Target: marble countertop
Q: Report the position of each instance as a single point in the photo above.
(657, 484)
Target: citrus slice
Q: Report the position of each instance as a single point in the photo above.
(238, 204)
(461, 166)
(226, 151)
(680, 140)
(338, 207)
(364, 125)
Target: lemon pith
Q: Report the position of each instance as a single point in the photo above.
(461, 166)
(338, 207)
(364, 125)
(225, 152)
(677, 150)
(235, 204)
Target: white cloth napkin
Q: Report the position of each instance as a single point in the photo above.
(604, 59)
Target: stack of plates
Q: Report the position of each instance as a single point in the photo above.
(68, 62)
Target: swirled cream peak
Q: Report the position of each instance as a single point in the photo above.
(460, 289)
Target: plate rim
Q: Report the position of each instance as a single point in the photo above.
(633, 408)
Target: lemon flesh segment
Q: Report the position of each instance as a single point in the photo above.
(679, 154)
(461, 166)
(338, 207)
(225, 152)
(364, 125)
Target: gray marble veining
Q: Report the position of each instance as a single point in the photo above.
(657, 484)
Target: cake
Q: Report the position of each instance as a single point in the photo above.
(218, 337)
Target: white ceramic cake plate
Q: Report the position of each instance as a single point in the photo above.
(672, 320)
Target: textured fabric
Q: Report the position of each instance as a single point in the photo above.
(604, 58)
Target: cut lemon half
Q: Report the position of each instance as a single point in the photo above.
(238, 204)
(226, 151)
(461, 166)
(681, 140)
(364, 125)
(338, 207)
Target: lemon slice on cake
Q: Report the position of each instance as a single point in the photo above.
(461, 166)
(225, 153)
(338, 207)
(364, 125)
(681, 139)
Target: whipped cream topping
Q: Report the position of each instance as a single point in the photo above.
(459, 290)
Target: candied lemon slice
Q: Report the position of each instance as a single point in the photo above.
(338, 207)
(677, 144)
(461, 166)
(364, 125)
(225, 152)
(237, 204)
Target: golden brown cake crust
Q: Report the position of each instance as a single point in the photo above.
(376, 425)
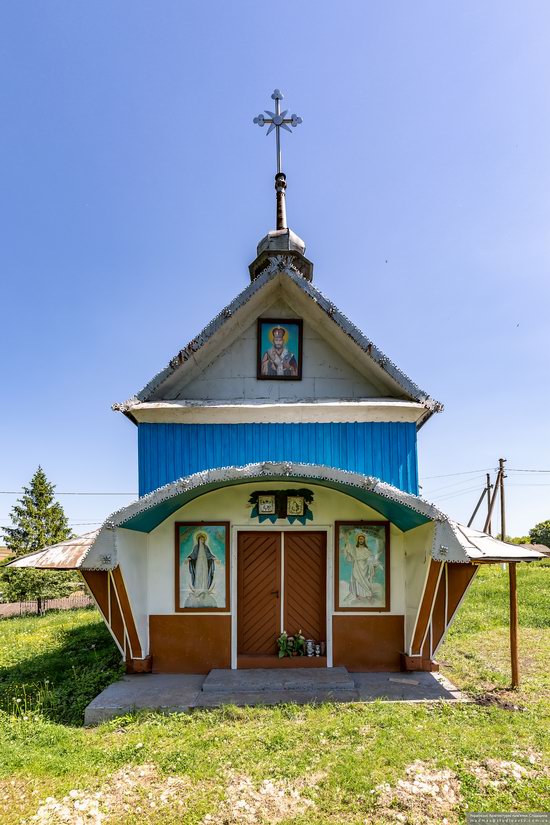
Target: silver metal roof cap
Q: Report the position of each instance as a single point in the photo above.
(281, 240)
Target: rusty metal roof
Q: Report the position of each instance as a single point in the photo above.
(67, 555)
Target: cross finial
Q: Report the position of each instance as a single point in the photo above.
(278, 120)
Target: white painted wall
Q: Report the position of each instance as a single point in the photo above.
(132, 551)
(417, 550)
(231, 504)
(326, 373)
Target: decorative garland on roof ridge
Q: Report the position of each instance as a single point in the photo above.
(274, 468)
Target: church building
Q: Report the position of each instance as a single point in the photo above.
(278, 495)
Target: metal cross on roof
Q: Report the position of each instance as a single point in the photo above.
(278, 120)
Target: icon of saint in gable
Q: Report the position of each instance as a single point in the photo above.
(278, 360)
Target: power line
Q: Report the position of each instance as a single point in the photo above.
(464, 473)
(19, 492)
(514, 470)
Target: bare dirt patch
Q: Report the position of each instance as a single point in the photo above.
(427, 795)
(137, 789)
(247, 804)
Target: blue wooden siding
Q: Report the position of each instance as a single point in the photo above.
(170, 451)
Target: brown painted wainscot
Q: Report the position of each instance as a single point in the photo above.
(190, 643)
(368, 642)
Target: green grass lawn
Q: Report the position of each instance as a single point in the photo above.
(371, 763)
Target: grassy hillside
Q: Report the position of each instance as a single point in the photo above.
(375, 763)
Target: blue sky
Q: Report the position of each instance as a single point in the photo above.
(134, 188)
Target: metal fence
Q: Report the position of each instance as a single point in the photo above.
(68, 603)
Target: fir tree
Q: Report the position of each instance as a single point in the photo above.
(38, 521)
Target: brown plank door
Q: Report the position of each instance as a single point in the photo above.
(305, 563)
(258, 592)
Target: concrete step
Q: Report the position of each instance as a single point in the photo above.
(278, 679)
(212, 699)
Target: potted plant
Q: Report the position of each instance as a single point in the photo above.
(291, 645)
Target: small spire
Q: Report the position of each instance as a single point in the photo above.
(278, 120)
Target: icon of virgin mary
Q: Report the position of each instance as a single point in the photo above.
(202, 571)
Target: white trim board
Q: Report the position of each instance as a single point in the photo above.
(291, 412)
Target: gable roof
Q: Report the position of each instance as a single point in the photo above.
(282, 271)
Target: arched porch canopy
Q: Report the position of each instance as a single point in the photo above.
(451, 541)
(403, 509)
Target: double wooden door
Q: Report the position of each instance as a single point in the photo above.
(281, 585)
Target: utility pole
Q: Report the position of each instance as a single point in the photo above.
(513, 584)
(488, 491)
(492, 500)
-=-=-=-=-
#### INSTRUCTIONS TO FOLLOW:
Copy every line above verbatim, from first to last, and leave out the pictures.

#### CORRECT RESULT:
Target: marble countertop
Q: Report the position of each instance as a single point in the photo above.
(657, 484)
Target: citrus slice
Q: Report the position of each instance as a single point in the photo above.
(238, 204)
(461, 166)
(226, 151)
(680, 140)
(338, 207)
(364, 125)
Target: lemon pith
Q: Report the position of each instance as a single point in the photo above.
(461, 166)
(338, 207)
(364, 125)
(225, 152)
(677, 150)
(235, 204)
Target: white cloth napkin
Q: Report the position of each instance as a single point in the photo above.
(604, 59)
Target: stack of plates
Q: Report the position of each instance as a single point in the photo above.
(68, 62)
Target: swirled cream peak
Q: Report the position of each instance as a single point in the photo above.
(460, 289)
Target: plate rim
Q: Report the position of each instance as a single point in the photo above.
(633, 408)
Target: lemon flesh segment
Q: Report the position of each instance as a single point in the photo above.
(679, 154)
(461, 166)
(338, 207)
(225, 152)
(364, 125)
Target: gray marble veining
Q: Report the position of each instance as a single point in the photo above.
(657, 484)
Target: cake
Q: Report the position of each instance as a single point in the photo above.
(218, 337)
Target: white ceramic cake plate
Q: Report the position of each instance as a single point in the photo above.
(672, 320)
Target: textured fabric
Q: Report the position of each instance as a single point in the photo above.
(604, 58)
Target: cut lemon half
Q: Report the position of each instance as a single point in the photo above.
(238, 204)
(226, 151)
(461, 166)
(681, 140)
(364, 125)
(338, 207)
Target: lemon slice on cake
Q: Report the position of each instance as a single point in the photo above.
(461, 166)
(225, 153)
(338, 207)
(364, 125)
(681, 139)
Target: whipped cream topping
Q: Report the position of each instance as a single point in the photo above.
(459, 290)
Target: candied lemon slice
Q: Report the position of each instance as a single point in the photo above.
(338, 207)
(677, 144)
(461, 166)
(364, 125)
(225, 152)
(237, 204)
Target: golden brown cake crust
Q: Report the position of each instance as a single point in the photo above.
(376, 425)
Target: silver metal roof cap
Q: Report the position of each instance as a single point in the photo above.
(281, 240)
Target: rusty metal roof
Q: Report the position of each instance as a single point in the photo above.
(67, 555)
Target: cross finial
Q: Report the position of each instance as a single point in the photo above.
(278, 120)
Target: white painted wall
Q: Report the position of each instance as a single point in the photo above.
(132, 551)
(417, 550)
(231, 504)
(326, 373)
Target: decorative garland on roof ridge
Q: Report the position of each instance as a single point in the photo above.
(274, 468)
Target: church building
Q: Report the position of each instance as a single point in the photo above.
(278, 495)
Target: metal cross on roof
Q: Report the position of each instance as a single point in the photo above.
(278, 120)
Target: icon of saint in gable
Q: Report the position of each instance as a single point in the photo above.
(278, 360)
Target: power line
Q: Report the position of each instance as a single point in the photo above.
(464, 473)
(19, 492)
(514, 470)
Target: bare dirt patch
Q: Report the position of each instance as a single point in the photo above.
(427, 795)
(137, 789)
(247, 804)
Target: blue wooden siding
Q: Report the position of each instance as a single point in the photo above.
(170, 451)
Target: brown painted wainscot
Q: Report the position of each instance as a single point in the photo above.
(190, 643)
(368, 642)
Target: green grass lawn
Q: Report the position of each instance as a single point in the photo above.
(371, 763)
Target: grassy hillside
Q: Report the position of each instance as a single point in the photo above.
(375, 763)
Target: blue sky
Q: Report the position of each instance as a single point in the photo above.
(134, 188)
Target: metal fence
Q: Report the position of each instance as a single point in the photo above.
(68, 603)
Target: fir tree
Q: Report the position of each instance as a single point in the photo above.
(38, 521)
Target: brown plank door
Q: Report the position of each instance as a single point in the photo above.
(305, 563)
(258, 592)
Target: concrete step
Q: Report the position of each instance as a single point in the photo above.
(278, 679)
(212, 699)
Target: potted plant
Q: Report the position of each instance as a single point in the photo above.
(291, 645)
Target: small spire
Q: Report the position of each instance as a single point in the photo above.
(278, 120)
Target: icon of virgin mary
Q: Report the position of each instance as a single point in the photo above.
(202, 571)
Target: white trim board
Q: Report the position of each instance as a single point in the photo above.
(291, 412)
Target: gable roof
Q: Report the position of each instance as a single point in the photo above.
(282, 271)
Target: arched porch canopy
Q: Report the position of each instance as a single point in the photo above.
(451, 541)
(403, 509)
Target: double wooden door
Q: Report the position of each instance as a single point in the photo above.
(281, 585)
Target: utility pole
Q: Report the position of each instance as a single point in the photo above.
(513, 584)
(488, 491)
(492, 500)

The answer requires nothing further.